From the line containing "Reviewer note: every instance of the glass-front" to the line containing "pixel 208 59" in the entries below, reproduce every line exactly, ends included. Nothing else belongs in the copy, and no pictures.

--- START ---

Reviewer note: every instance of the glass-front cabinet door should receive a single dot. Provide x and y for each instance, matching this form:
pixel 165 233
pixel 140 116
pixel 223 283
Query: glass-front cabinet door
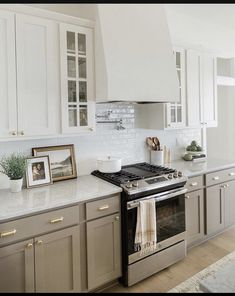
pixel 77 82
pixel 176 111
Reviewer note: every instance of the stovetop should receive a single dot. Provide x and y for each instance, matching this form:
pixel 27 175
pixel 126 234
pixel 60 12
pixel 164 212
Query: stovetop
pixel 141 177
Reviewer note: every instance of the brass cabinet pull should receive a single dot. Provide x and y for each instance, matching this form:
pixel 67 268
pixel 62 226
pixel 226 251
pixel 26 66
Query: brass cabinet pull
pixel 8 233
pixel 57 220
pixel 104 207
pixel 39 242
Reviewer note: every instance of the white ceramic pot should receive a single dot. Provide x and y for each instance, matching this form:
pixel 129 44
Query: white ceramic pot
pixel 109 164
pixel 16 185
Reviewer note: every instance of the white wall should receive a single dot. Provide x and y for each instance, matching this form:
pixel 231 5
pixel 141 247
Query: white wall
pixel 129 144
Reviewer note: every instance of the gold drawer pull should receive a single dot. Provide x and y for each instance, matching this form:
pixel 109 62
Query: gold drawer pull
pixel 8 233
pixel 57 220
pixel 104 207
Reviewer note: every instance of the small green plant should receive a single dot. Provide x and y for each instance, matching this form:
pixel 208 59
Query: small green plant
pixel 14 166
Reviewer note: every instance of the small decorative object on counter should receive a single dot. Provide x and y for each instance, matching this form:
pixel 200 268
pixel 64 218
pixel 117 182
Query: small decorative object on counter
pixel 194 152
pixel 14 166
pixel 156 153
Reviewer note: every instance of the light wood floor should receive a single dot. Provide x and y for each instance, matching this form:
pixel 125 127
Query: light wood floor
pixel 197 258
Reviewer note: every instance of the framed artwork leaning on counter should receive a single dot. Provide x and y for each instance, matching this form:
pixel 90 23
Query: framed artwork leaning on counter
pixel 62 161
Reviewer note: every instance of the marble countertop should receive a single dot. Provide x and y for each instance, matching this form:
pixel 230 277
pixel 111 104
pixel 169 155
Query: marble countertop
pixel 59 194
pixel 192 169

--- END ---
--- START ---

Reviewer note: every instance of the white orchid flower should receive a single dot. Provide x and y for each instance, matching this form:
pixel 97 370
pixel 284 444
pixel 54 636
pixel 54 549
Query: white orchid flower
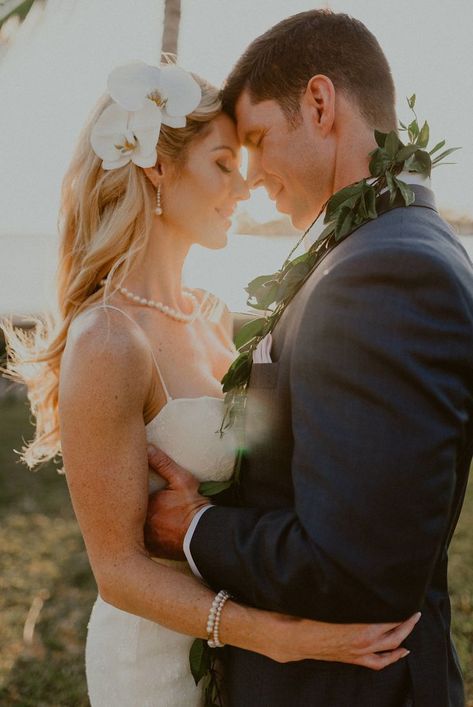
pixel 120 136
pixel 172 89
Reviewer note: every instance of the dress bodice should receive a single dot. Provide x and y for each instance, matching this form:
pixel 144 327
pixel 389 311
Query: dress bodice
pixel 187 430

--- END ---
--- START ---

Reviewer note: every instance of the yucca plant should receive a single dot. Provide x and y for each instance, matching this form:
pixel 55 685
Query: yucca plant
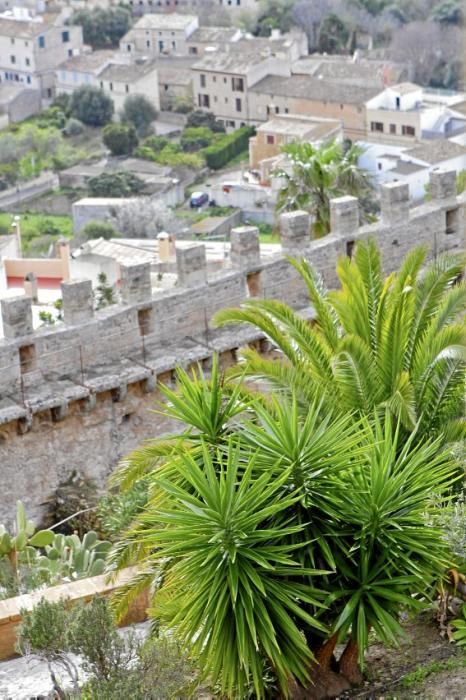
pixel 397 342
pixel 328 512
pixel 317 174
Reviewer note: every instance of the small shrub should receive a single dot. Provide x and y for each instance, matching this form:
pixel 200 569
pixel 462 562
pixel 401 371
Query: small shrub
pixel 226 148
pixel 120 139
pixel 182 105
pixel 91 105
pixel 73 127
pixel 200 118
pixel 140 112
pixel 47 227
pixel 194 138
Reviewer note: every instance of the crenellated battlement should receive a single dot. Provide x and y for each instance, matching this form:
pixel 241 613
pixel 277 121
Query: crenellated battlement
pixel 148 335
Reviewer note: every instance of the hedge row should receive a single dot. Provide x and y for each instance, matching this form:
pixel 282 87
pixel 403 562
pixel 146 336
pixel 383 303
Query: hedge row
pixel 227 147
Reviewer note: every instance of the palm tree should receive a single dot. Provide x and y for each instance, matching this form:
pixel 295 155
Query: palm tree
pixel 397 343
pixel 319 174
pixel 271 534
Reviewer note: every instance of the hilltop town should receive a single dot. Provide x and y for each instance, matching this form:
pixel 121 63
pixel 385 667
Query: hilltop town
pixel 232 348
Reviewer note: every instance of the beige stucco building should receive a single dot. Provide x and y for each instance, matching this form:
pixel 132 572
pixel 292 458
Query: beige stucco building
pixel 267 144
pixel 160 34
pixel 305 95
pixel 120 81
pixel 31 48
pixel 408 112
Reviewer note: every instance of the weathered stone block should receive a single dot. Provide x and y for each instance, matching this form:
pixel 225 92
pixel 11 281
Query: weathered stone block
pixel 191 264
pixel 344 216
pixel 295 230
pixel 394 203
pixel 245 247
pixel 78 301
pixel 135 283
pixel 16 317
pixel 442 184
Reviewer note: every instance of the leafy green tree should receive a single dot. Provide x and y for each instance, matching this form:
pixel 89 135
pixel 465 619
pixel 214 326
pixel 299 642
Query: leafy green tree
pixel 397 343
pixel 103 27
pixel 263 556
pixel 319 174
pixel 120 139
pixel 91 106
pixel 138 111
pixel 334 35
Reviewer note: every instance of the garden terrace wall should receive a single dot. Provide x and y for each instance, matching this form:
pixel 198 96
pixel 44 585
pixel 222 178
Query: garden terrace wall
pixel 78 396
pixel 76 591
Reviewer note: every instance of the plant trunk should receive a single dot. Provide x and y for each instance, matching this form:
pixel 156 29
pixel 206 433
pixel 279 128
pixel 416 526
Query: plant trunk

--- END ---

(Result):
Reviewer note: every instance of the glass-front cabinet door should receive a single dot. Provide x and y for each instance, matching this form:
pixel 165 233
pixel 140 116
pixel 223 283
Query: glass-front cabinet door
pixel 77 82
pixel 176 111
Reviewer note: every instance of the stovetop should receive a single dot. Provide x and y for each instance, matching this form:
pixel 27 175
pixel 126 234
pixel 60 12
pixel 164 212
Query: stovetop
pixel 141 177
Reviewer note: every instance of the brass cabinet pull should receive a single dot. Provide x and y for each instance, matching this form:
pixel 67 268
pixel 62 226
pixel 226 251
pixel 26 66
Query: brass cabinet pull
pixel 8 233
pixel 57 220
pixel 104 207
pixel 39 242
Reviewer note: every instance of the white ceramic pot should receive a single dot. Provide x and y for each instance, matching this form:
pixel 129 44
Query: white ceramic pot
pixel 109 164
pixel 16 185
Reviewer note: every instance of the white wall should receive a single dot. Provide x and y for each instance, matching this form:
pixel 231 5
pixel 141 247
Query: white wall
pixel 129 144
Reviewer note: every instance of the gold drawer pull should receive a single dot. Provide x and y for each instance, matching this form:
pixel 109 62
Query: gold drawer pull
pixel 8 233
pixel 57 220
pixel 104 207
Reviewer note: every instance of the small green plant should receive a single dot. Provide x and y for each instance, matching this form:
pixel 208 59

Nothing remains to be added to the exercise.